**Extract**:
A new Council on Foreign Relations Task Force report warns that American leadership in artificial intelligence (AI), quantum computing, and biotechnology is under threat, with dangerous supply chain vulnerabilities and insufficient investment putting the nation at a strategic disadvantage.
The bipartisan report paints a sobering picture of the challenges ahead. China has spent $900 billion over the past decade on AI, quantum, and biotech development, outpacing U.S. investment in key areas, and spending twice as much on quantum technologies alone. Meanwhile, the Council on Foreign Relations (CFR) explains private capital in America has retreated from these sectors due to long development timelines and uncertain commercial demand, with early-stage biotech financing plummeting “65 percent in the first half of 2025.”
Dangerous Dependencies
The report highlights alarming supply chain vulnerabilities that could be exploited during geopolitical tensions. The United States depends on China for 70 percent of its rare earth elements overall and 99 percent of heavy rare earths. In the semiconductor ecosystem, 30 percent of printed circuit boards and 60 percent of essential chemicals come from China. The biotech sector faces even steeper dependencies, with 80 percent of key starting materials and 33 percent of global active pharmaceutical ingredient capacity sourced from China.
These concentrated supply chains create strategic chokepoints that could be weaponized, the Task Force warns, particularly if tensions with China were to escalate.
Practical Recommendations to Counter Risks
To address these vulnerabilities and secure U.S. technological leadership, the Task Force proposes several targeted interventions:
Manufacturing and Supply Chains: Build on the Trump administration’s AI Action Plan by bringing critical semiconductor component manufacturing—including chemicals, printed circuit boards, and IC substrates—back to the United States. Establish a national network of advanced biomanufacturing hubs and fund companies to maintain six-month stockpiles of essential pharmaceutical materials from trusted sources.

**Entries supplied**:
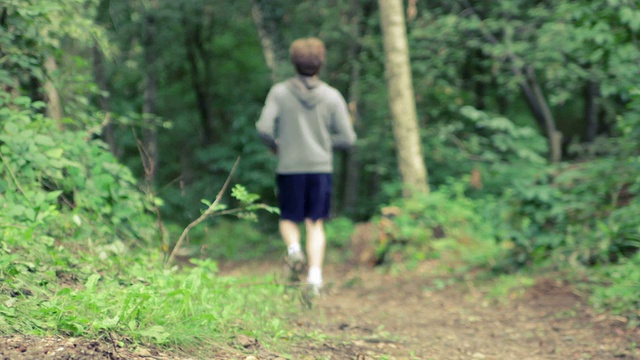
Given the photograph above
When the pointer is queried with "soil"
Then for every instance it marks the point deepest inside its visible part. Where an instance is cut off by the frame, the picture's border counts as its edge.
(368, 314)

* * *

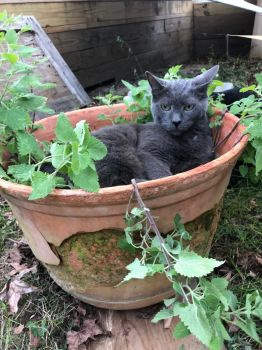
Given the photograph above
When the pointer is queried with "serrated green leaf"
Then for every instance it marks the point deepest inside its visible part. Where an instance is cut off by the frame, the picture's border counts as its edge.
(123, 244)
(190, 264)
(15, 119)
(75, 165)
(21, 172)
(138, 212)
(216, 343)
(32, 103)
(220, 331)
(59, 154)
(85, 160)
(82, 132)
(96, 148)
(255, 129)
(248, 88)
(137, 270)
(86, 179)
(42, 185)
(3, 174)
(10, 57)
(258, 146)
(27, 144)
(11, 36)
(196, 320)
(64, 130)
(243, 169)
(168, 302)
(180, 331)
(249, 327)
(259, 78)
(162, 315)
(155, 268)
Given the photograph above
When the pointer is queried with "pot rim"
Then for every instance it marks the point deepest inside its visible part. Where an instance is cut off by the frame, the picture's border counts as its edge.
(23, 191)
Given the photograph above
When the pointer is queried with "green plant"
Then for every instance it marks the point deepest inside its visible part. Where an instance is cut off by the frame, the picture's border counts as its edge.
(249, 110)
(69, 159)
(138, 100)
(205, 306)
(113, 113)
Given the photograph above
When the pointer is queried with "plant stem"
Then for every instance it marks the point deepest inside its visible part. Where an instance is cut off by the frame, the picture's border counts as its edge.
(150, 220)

==

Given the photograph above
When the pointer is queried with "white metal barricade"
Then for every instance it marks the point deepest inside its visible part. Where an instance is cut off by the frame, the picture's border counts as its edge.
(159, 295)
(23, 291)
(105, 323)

**What to do**:
- 1) Please set down the Task Force article word for word, between "Practical Recommendations to" and "from trusted sources.", inclusive.
- 2) List each item the Task Force article says is sourced from China, along with its percentage.

**Exercise responses**:
- 1)
Practical Recommendations to Counter Risks
To address these vulnerabilities and secure U.S. technological leadership, the Task Force proposes several targeted interventions:
Manufacturing and Supply Chains: Build on the Trump administration’s AI Action Plan by bringing critical semiconductor component manufacturing—including chemicals, printed circuit boards, and IC substrates—back to the United States. Establish a national network of advanced biomanufacturing hubs and fund companies to maintain six-month stockpiles of essential pharmaceutical materials from trusted sources.

- 2)
- Rare earth elements overall: 70 percent
- Heavy rare earths: 99 percent
- Printed circuit boards: 30 percent
- Essential chemicals: 60 percent
- Key starting materials: 80 percent
- Global active pharmaceutical ingredient capacity: 33 percent